## DESCRIPTION OF THE TASK
The response should consist of the data reproduced word for word.

Stored data entries:
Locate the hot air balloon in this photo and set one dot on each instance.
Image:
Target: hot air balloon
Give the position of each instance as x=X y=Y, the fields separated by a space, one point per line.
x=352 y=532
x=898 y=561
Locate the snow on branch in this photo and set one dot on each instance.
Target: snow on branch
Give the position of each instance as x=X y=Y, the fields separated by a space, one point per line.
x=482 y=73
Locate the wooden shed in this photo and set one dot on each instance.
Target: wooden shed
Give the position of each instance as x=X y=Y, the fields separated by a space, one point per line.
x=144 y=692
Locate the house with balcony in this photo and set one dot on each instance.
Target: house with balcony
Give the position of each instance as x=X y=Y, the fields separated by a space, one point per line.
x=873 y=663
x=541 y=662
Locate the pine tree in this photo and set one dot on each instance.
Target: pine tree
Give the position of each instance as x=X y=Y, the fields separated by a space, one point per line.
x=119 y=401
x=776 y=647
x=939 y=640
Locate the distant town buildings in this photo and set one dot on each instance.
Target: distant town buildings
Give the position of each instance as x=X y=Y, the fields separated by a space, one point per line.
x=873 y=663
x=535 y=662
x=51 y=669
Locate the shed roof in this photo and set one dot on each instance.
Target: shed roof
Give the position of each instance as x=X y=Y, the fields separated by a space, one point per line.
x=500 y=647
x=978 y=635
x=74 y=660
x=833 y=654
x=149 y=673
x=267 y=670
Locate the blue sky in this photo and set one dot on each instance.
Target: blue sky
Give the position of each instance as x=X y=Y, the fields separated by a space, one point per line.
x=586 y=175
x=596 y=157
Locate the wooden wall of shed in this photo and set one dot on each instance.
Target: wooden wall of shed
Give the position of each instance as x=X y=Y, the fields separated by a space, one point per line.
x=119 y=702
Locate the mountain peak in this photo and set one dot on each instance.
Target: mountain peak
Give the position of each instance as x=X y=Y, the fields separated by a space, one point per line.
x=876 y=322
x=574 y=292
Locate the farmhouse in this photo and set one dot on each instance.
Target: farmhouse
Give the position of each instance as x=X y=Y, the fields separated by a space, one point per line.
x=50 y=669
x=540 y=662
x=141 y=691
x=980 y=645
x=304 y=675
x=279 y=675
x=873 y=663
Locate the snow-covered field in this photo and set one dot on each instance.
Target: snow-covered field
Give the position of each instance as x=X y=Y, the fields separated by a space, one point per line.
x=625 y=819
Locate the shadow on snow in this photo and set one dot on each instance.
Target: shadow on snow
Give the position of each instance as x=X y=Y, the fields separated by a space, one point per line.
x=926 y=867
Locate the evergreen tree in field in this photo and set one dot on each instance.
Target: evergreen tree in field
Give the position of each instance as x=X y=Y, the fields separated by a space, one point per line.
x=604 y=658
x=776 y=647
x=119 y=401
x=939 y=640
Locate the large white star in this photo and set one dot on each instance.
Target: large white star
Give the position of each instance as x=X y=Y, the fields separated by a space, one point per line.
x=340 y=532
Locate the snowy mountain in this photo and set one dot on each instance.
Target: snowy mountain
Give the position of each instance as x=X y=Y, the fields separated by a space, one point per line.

## WORKED SOLUTION
Locate the hot air balloon in this photo and set one dot on each instance.
Image:
Target: hot air balloon
Give the position of each instance as x=X y=Y, the fields separated by a space, one point per line.
x=352 y=532
x=898 y=561
Locate the snow on branch in this photo and set one dot on each instance.
Target: snow on branch
Give the position of each instance as x=X y=Y, the fields separated by a space, one point per line.
x=482 y=73
Locate the wooden shed in this photo and set one dot on each instance.
Target: wooden shed
Give the position of each instance as x=X y=Y, the fields separated by a space, one point per line.
x=144 y=692
Locate the house with balcony in this photo and set one dot on each instance.
Target: house with balcony
Give the position of each instance as x=X y=Y, the fields separated by a space, one point per line.
x=873 y=663
x=541 y=662
Locate the pine tree in this photo and set one dot on each instance.
Target: pine tree
Give the position of each instance as x=X y=Y, the fields separated by a space, one point per line.
x=119 y=401
x=776 y=647
x=939 y=640
Locate the distant town buildings in this photo and set one dot on each instance.
Target: distant town buildings
Give the position of each instance as x=X y=Y, the fields separated by a space, one point per line.
x=873 y=663
x=535 y=662
x=51 y=669
Locate the shed roof in this photo and set one dot on each instance.
Target: shed roof
Give the position of each instance as x=X y=Y, the fields separated by a space, one point per line.
x=500 y=647
x=978 y=635
x=74 y=660
x=833 y=654
x=149 y=673
x=267 y=670
Locate the blue sky in this photo and set one dot on each instance.
Target: blue sky
Give the position of each instance as x=X y=Y, the fields separated by a space, one point per line.
x=586 y=175
x=596 y=157
Locate the wooden wall of shed in this photo and set one dot on each instance.
Target: wooden wall of shed
Give the position of each instance as x=X y=Y, the fields separated by a space, one point per line.
x=119 y=702
Locate the mountain peak in this photo and set one dot on each instance.
Target: mountain peak
Give the position of each instance as x=X y=Y, the fields separated by a space, one point per line.
x=876 y=322
x=574 y=292
Locate the farmhouse in this photo and set one dot on each instance.
Target: farmhouse
Give the position of each instance as x=X y=Y, the fields separated by a space, one point per line.
x=50 y=669
x=540 y=662
x=141 y=691
x=980 y=645
x=304 y=675
x=279 y=675
x=873 y=663
Locate the snow-covered field in this photo and set one dot on each instance.
Target: snow-covered field
Give the position of each instance as x=X y=Y, the fields separated by a space, one point per line.
x=625 y=819
Locate the shadow on snow in this photo and set one dot on each instance.
Target: shadow on snow
Give the position of each instance as x=X y=Y, the fields separated by a space, one point per line.
x=926 y=867
Locate the evergreen tree in field in this photo and set one dot on each instance.
Target: evergreen tree in field
Give the position of each instance as x=X y=Y, the fields separated by a space, one point per line.
x=604 y=658
x=776 y=647
x=119 y=401
x=939 y=640
Locate the large white star in this photo and set one dot on each instance.
Target: large white star
Give the position of each instance as x=X y=Y, the fields separated by a space, one point per line.
x=340 y=532
Locate the snowy mountain in this photo and set one dot on each instance.
Target: snowy mountain
Give the position of each instance as x=X y=Y, the fields separated by a space, one point per line.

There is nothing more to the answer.